Document>
It was hot July day and that morning my uncle pronounced that we were going to go fishing later.  We spent the early morning walking through the pasture collecting grasshoppers for bait.  This was a hot, sticky and yucky job, but we did it none the less.  I wasn’t as skilled at catching as my cousins Larry and Shari were.  Larry kept warning about the “tobacco juice” which the grasshoppers ejected as we caught them.  It seems as we walked across that pasture that it was like an ocean where the tide of grasshoppers kept going farther and farther out to sea just beyond my reaching little fingers.

Sometime later my uncle loaded us up in the pickup, forget seat belts and car seats, this was the good ‘ol days when you just packed all together in the single cab and bounced along to where you were going. If you were old enough and we were staying off the highway, you rode in the bed of the pickup, which I am sure my Granddad and brother and older cousins did.

We arrived at the fishing pond which was in a pasture of a friend of my Uncle.  I fished for a while, but here were hindrances to my fishing—first, the heat.  I had long, thick brown hair and it was sticking to my neck like the flies on the fly strip in my Aunt’s garage.  Second, it meant threading those messy grasshoppers on my hook and fishing requires a certain level of patience that even on my best days, I rarely possess.

Work required> Print everything in the fishing-trip account from "Sometime later my" down to "I rarely possess.", reproducing the wording precisely.

Dataset records>
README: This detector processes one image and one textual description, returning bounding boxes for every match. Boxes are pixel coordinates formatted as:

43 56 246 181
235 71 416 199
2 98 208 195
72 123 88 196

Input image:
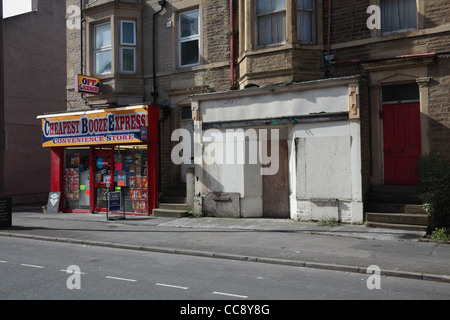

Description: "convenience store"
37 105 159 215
--
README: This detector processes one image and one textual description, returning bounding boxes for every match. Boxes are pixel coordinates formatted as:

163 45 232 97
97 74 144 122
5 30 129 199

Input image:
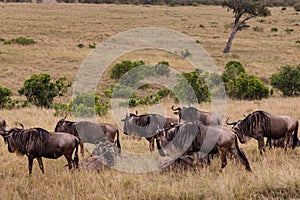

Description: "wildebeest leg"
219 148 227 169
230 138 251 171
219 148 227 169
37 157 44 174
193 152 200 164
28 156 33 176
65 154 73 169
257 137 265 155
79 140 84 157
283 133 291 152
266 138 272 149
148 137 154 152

Full output>
Sometime later my uncle loaded us up in the pickup, forget seat belts and car seats, this was the good ‘ol days when you just packed all together in the single cab and bounced along to where you were going. If you were old enough and we were staying off the highway, you rode in the bed of the pickup, which I am sure my Granddad and brother and older cousins did.

We arrived at the fishing pond which was in a pasture of a friend of my Uncle.  I fished for a while, but here were hindrances to my fishing—first, the heat.  I had long, thick brown hair and it was sticking to my neck like the flies on the fly strip in my Aunt’s garage.  Second, it meant threading those messy grasshoppers on my hook and fishing requires a certain level of patience that even on my best days, I rarely possess.